- Source material:
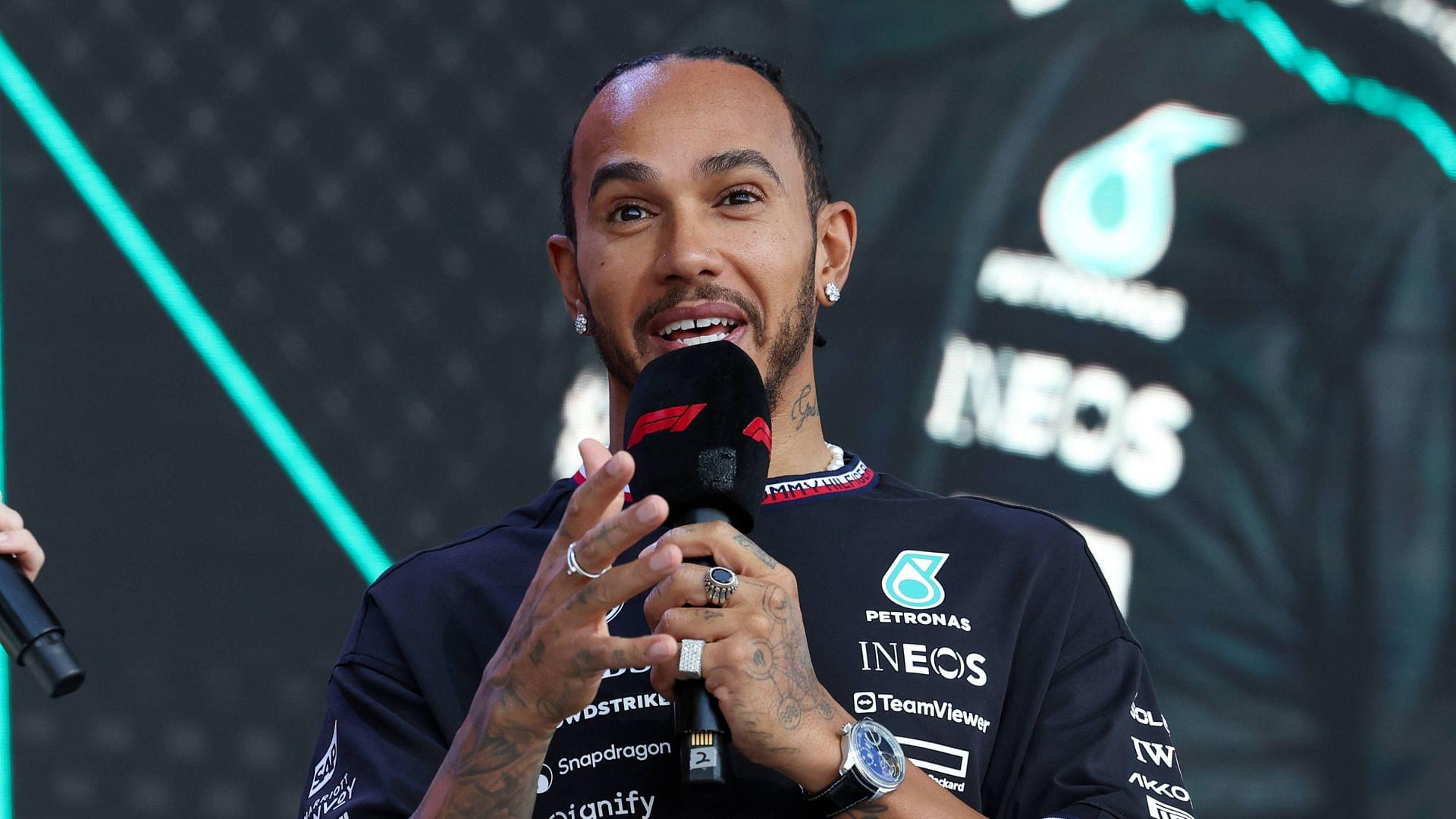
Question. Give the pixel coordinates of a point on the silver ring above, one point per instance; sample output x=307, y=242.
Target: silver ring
x=691, y=659
x=720, y=583
x=573, y=567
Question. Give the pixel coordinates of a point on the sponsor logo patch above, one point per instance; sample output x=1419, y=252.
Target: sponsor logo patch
x=331, y=799
x=1161, y=789
x=873, y=703
x=613, y=752
x=1163, y=811
x=919, y=618
x=324, y=770
x=617, y=706
x=1153, y=752
x=921, y=659
x=910, y=580
x=1147, y=717
x=935, y=757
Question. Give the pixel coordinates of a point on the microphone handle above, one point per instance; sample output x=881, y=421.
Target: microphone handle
x=702, y=732
x=31, y=634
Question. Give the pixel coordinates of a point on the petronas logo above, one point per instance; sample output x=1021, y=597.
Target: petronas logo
x=910, y=580
x=1109, y=209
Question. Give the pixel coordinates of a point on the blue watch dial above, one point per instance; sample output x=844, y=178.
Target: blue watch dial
x=878, y=755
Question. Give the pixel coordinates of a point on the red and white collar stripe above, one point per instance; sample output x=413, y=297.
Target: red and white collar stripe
x=854, y=475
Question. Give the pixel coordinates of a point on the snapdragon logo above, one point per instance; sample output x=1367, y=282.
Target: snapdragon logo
x=641, y=751
x=910, y=580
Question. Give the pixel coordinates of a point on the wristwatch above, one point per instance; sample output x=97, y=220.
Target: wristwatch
x=874, y=765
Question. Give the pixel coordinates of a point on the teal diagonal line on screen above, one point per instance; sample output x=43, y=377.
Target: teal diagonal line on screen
x=191, y=318
x=1331, y=83
x=6, y=805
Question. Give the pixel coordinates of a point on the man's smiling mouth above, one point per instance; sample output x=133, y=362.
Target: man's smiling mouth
x=699, y=331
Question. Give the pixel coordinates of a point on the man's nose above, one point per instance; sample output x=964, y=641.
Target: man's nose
x=688, y=249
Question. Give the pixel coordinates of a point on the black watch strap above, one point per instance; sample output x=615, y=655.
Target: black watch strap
x=843, y=793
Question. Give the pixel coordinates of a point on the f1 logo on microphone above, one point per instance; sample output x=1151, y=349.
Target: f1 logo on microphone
x=759, y=430
x=673, y=420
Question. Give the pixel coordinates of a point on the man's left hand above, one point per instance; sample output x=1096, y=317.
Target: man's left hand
x=756, y=661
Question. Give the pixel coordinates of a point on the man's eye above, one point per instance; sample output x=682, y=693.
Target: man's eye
x=628, y=213
x=740, y=197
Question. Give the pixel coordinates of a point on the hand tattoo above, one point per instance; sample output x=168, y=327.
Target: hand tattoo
x=743, y=541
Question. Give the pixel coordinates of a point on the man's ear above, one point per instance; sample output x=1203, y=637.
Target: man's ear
x=563, y=253
x=837, y=232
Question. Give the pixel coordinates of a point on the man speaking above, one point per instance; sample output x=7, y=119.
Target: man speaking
x=873, y=648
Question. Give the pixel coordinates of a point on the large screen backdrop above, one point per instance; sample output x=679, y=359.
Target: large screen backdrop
x=277, y=311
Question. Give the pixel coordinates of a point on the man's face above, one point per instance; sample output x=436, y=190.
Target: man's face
x=692, y=210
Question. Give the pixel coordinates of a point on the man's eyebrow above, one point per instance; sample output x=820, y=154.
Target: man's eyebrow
x=629, y=171
x=739, y=158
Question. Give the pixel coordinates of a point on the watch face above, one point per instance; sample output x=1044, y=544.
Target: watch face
x=878, y=754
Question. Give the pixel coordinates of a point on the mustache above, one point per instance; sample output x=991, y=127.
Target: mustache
x=707, y=292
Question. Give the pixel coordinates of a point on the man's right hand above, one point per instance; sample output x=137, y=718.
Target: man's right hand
x=558, y=646
x=554, y=656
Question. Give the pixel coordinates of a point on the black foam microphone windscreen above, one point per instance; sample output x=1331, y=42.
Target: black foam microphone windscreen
x=698, y=428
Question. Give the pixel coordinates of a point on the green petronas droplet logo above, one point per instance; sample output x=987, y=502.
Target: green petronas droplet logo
x=910, y=580
x=1109, y=209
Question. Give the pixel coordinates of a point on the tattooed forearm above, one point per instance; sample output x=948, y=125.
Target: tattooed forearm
x=490, y=771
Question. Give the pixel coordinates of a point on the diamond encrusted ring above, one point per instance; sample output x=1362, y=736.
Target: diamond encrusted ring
x=691, y=662
x=720, y=583
x=573, y=567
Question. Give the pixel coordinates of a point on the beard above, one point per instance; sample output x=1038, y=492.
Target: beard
x=785, y=352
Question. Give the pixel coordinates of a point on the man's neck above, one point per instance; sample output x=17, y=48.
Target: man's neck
x=799, y=439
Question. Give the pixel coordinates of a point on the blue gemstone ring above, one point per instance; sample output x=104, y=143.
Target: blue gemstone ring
x=720, y=583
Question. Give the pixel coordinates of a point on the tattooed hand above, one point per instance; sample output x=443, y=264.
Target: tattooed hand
x=756, y=661
x=552, y=659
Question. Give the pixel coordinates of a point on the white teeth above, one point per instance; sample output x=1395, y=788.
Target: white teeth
x=698, y=324
x=704, y=338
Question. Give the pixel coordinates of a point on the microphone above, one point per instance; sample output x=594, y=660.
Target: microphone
x=31, y=634
x=698, y=428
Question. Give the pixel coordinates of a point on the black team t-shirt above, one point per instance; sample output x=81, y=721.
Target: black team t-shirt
x=982, y=634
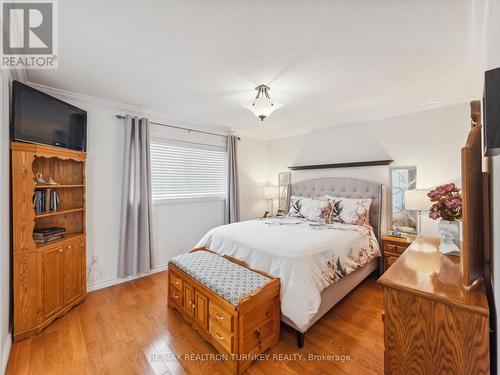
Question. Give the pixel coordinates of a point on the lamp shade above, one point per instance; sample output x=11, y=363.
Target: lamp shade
x=271, y=192
x=417, y=200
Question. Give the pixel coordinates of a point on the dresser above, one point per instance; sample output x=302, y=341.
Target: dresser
x=432, y=324
x=392, y=248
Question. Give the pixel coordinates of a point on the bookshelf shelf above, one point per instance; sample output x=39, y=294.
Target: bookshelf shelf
x=48, y=278
x=58, y=186
x=69, y=238
x=59, y=212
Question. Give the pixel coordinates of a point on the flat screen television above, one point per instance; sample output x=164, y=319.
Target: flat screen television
x=491, y=110
x=40, y=118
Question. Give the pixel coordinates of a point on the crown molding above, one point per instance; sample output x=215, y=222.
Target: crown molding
x=152, y=114
x=367, y=115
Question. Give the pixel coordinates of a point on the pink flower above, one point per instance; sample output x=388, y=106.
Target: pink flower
x=453, y=202
x=447, y=202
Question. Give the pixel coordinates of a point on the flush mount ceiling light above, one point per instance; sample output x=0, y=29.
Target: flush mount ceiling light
x=262, y=106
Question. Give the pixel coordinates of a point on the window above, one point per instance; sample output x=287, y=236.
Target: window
x=182, y=170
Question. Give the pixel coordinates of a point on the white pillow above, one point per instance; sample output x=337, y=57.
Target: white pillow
x=313, y=209
x=299, y=206
x=350, y=210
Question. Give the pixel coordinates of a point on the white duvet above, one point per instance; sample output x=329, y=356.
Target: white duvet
x=307, y=257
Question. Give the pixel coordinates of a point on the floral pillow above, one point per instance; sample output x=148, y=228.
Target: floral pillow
x=350, y=210
x=313, y=209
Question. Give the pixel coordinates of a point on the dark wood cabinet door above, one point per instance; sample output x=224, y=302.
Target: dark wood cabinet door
x=52, y=279
x=73, y=276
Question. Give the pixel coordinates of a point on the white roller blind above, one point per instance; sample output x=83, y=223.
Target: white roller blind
x=187, y=170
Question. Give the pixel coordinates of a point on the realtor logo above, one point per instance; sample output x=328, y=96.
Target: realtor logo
x=29, y=34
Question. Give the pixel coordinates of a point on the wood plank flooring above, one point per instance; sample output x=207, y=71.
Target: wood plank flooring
x=128, y=329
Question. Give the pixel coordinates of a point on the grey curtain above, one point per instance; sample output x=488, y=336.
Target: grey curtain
x=136, y=226
x=233, y=190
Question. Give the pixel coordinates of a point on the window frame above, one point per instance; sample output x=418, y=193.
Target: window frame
x=192, y=199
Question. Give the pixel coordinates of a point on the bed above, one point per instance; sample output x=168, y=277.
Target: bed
x=314, y=274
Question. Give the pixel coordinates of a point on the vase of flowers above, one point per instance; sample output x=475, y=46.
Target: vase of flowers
x=447, y=206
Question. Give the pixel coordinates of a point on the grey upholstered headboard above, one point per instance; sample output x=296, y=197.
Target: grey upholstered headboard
x=347, y=188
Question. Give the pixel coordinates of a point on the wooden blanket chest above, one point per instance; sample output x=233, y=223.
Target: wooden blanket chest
x=233, y=307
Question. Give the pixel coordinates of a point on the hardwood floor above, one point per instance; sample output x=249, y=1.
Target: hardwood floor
x=128, y=329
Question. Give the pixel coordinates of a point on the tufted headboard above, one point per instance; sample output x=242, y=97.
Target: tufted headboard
x=347, y=188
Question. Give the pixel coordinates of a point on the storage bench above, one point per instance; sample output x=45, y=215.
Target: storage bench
x=233, y=307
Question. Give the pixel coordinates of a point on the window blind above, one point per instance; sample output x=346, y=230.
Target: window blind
x=187, y=170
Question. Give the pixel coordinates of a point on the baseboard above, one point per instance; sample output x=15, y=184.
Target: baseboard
x=6, y=351
x=118, y=280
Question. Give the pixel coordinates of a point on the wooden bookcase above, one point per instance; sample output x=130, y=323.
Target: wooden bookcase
x=49, y=278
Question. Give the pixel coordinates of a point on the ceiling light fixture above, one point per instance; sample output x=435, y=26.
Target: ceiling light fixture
x=262, y=106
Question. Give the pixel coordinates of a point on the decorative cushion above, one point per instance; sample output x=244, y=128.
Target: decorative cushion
x=227, y=279
x=299, y=207
x=320, y=209
x=350, y=210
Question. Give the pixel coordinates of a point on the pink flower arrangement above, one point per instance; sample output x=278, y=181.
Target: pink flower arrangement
x=447, y=202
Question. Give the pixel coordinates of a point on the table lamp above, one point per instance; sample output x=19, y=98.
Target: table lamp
x=271, y=193
x=417, y=200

- To do: Reproduce, word for word and in full, only the lines above that start at the line with "output x=137, y=718." and run through the line with "output x=1331, y=42.", both ends included.

- Response area:
Question. Give the pixel coordinates of a point on the man's right hand above, one point per instance; sample output x=137, y=718.
Target: man's right hand
x=558, y=646
x=554, y=656
Question. Give the pixel coordinates of a point on the black foam microphone windscreen above, one point per instance; sample output x=1331, y=42.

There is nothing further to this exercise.